0

I am trying to work with a data set that uses the value -4 instead of NA as the NA value. So I have found the following answer, which gets me close but I am not sure how to generalize this?

colnames(data)[colSums(is.na(data)) > 1000]

I tried using funcion(x)which(x <0) in place of is.na(data) but that did not go very well.

How can I achieve this aim?

Thanks in advance.

TheCodeNovice
  • 466
  • 8
  • 30
  • Is `dplyr::na_if()` what you need? https://dplyr.tidyverse.org/reference/na_if.html – Phil May 11 '21 at 16:08
  • Why don't you first replace these user-defined NAs with proper NAs, as in `data%>%mutate(across(everything(), ~na_if(., -4)))` first, and only then select your data? – GuedesBF May 11 '21 at 23:22

1 Answers1

2

One option using dplyr would be to count all of the -4 values, then select only the columns with a count of over 1000.

=====

Task set:
A) Reproduce the forum thread verbatim from "TheCodeNovice" up to and including "of over 1000.".
B) Answer these from the forum thread:
(i) What value does the data set use in place of NA?
(ii) Which function does the comment from Phil suggest?
(iii) In the answer, a column is selected when its count of -4 values is over what number?
Please rely on the forum thread alone.

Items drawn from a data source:
=====

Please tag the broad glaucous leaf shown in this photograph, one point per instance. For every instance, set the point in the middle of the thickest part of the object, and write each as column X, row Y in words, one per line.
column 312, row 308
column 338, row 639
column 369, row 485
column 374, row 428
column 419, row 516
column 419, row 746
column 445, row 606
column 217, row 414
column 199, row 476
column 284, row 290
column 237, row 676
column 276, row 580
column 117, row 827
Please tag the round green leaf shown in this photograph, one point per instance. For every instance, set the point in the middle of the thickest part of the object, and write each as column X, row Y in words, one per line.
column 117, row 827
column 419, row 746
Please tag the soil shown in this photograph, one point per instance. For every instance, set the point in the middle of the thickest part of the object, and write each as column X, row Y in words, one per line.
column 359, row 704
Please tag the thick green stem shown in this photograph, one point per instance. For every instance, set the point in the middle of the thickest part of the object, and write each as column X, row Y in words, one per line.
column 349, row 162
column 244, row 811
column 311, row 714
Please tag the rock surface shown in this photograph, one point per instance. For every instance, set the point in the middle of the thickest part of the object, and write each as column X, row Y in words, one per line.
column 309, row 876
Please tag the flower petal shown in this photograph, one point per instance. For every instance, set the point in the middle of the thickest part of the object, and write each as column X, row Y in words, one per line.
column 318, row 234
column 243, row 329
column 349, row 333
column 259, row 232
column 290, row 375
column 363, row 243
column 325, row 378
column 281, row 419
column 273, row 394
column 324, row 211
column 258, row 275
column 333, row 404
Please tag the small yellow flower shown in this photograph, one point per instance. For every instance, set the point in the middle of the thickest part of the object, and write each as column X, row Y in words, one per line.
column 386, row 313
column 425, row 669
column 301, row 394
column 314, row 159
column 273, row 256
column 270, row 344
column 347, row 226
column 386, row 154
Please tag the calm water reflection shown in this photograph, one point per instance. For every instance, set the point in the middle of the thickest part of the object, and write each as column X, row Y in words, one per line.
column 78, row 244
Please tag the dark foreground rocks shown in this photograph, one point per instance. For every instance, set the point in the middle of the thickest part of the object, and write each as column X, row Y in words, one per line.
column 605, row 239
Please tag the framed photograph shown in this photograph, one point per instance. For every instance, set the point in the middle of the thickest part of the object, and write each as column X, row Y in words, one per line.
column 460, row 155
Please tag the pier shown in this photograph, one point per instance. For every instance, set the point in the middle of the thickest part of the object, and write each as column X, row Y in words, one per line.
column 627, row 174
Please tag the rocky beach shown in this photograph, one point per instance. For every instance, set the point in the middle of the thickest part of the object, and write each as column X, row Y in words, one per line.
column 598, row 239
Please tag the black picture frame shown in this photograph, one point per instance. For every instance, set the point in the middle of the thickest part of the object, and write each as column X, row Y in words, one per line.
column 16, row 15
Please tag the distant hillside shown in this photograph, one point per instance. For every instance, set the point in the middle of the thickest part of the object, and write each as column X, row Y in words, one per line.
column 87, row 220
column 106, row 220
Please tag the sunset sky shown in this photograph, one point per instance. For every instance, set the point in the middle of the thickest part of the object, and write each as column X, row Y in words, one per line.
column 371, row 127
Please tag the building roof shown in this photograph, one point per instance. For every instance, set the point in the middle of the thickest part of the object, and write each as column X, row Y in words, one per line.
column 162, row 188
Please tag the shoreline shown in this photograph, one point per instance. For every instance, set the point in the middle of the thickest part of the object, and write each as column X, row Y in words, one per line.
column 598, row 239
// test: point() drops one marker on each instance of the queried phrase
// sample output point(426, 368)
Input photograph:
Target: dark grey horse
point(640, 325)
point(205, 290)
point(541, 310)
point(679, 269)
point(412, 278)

=====

Exercise solutions:
A)
TheCodeNovice
  • 466
  • 8
  • 30
  • Is `dplyr::na_if()` what you need? https://dplyr.tidyverse.org/reference/na_if.html – Phil May 11 '21 at 16:08
  • Why don't you first replace these user-defined NAs with proper NAs, as in `data%>%mutate(across(everything(), ~na_if(., -4)))` first, and only then select your data? – GuedesBF May 11 '21 at 23:22

1 Answers1

2

One option using dplyr would be to count all of the -4 values, then select only the columns with a count of over 1000.

B)
(i) -4
(ii) `dplyr::na_if()`
(iii) 1000